- **WRITTEN INSTRUCTION**: Retype every line from the one containing "# test: identify one keypoint per instance of the storefront" through the last line of the records below, both included; leave out the pictures.

- **RECORD SET**:
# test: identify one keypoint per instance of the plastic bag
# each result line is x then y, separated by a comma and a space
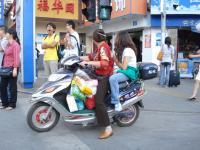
82, 74
82, 84
80, 104
71, 103
75, 91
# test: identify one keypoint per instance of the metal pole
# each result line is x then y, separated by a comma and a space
163, 20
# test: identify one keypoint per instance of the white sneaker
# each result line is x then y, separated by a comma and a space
118, 107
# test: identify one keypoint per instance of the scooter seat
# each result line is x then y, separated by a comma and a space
124, 84
85, 111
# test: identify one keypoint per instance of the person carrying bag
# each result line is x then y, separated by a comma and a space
9, 71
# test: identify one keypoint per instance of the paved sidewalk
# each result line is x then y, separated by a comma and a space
167, 122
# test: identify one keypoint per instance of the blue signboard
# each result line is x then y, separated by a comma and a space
177, 6
1, 12
176, 21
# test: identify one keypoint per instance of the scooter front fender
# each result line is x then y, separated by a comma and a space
52, 102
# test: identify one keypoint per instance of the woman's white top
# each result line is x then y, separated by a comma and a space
168, 52
129, 52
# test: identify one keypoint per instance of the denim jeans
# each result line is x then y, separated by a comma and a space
114, 86
164, 73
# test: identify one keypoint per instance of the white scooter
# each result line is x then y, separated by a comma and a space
49, 101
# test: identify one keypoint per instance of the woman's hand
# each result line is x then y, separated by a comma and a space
14, 72
83, 63
115, 59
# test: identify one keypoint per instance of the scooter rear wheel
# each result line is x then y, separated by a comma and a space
36, 117
127, 116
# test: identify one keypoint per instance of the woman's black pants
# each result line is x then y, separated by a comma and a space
101, 110
12, 83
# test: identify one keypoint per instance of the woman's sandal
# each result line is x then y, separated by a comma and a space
192, 99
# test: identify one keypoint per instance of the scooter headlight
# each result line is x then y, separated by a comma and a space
56, 77
50, 89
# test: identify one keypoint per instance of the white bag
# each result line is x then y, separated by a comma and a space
71, 103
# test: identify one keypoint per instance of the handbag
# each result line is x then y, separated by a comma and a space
195, 69
6, 71
160, 55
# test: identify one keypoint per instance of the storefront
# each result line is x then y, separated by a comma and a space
127, 15
182, 18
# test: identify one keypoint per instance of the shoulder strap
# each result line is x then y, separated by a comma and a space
45, 37
77, 43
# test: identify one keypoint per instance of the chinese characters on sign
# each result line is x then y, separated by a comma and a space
70, 8
120, 5
57, 5
43, 5
58, 9
1, 12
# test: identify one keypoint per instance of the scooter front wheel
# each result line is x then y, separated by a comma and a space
37, 119
127, 116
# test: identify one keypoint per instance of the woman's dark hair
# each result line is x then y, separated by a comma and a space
99, 35
168, 41
3, 28
51, 24
14, 34
71, 22
123, 40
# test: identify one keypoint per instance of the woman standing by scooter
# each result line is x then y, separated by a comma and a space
102, 62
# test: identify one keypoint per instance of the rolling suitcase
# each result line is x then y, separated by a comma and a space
147, 70
174, 78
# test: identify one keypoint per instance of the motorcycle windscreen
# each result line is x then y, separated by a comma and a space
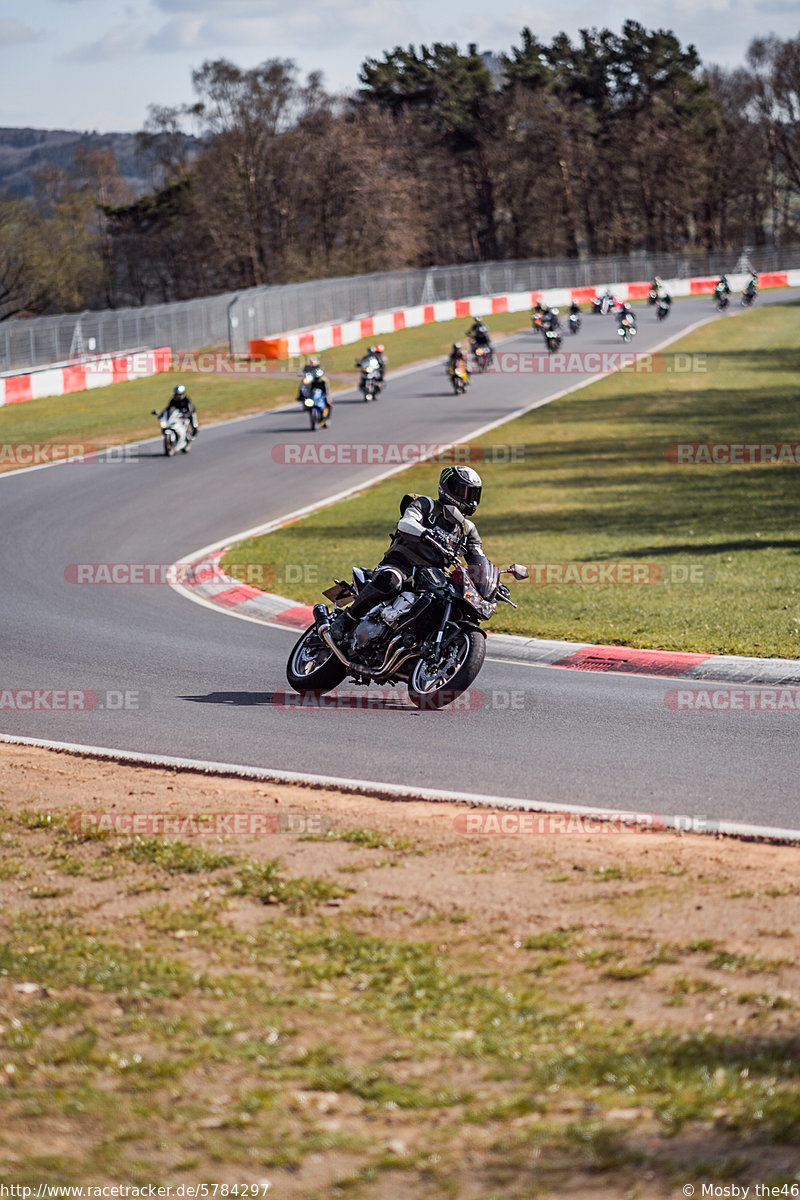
340, 592
431, 577
485, 577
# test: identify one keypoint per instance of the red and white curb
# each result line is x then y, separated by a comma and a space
91, 371
206, 581
346, 333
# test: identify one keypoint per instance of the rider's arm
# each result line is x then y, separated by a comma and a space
411, 521
473, 545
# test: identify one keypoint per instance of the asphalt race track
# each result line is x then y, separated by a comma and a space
210, 687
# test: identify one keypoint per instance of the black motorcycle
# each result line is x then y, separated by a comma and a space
428, 637
553, 340
482, 354
370, 383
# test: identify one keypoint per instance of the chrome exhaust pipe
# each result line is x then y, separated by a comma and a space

- **SOLUTION FOR THIS EXERCISE**:
# test: identify one keypoint per instance of the storefront
# each result line is x then y, separated by a comma and a space
127, 15
182, 18
# test: identify one keypoint per instance of the shoulder strap
# each result line is x then y, separated by a comma and a space
45, 37
77, 43
# test: identify one keypoint per instance of the chinese characters on sign
# each result line is x then y, separated by a comma and a space
70, 8
120, 5
57, 5
43, 5
58, 9
1, 12
# test: identify one keypoint per instance of the scooter front wheel
# each result line is x then y, separated by a comma and a space
37, 119
127, 116
# test: identify one keypoint per instance of the woman's dark hair
# each result line is x then y, separated by a comma and a space
99, 35
168, 41
3, 28
51, 24
14, 34
71, 22
123, 40
# test: identify one keypoint per instance of the woman standing by scooter
# each result line is x then y, separated by a comma and a space
102, 62
# test: identify one keypoint per instance of the rolling suitcase
# each result line is x then y, separated by a comma and a space
147, 70
174, 78
# test: identify one keypoint per instance of the motorcycle windscreen
# each result line is x then y, separated by a comma and a space
340, 592
431, 577
485, 577
# test: identify one keypoint per instance of the red and white curb
# each result line is x then y, separated by a comma and a space
91, 371
206, 581
346, 333
# test: identify one keypoint per instance of the rider's arm
# each result line is x then y, separated by a comma and a space
411, 521
473, 545
# test: identify one keypoint per instance of the asphalt race track
# each result line is x then y, separated by a comma and a space
210, 687
# test: identify one keypoint per instance of the black motorcycle
# each result line is x then y, separated by a comma and a space
428, 637
553, 340
482, 354
370, 383
# test: identify one keypoint per instance of the chrome exhaust pipe
# each result line is x then y, separated by a comma and a space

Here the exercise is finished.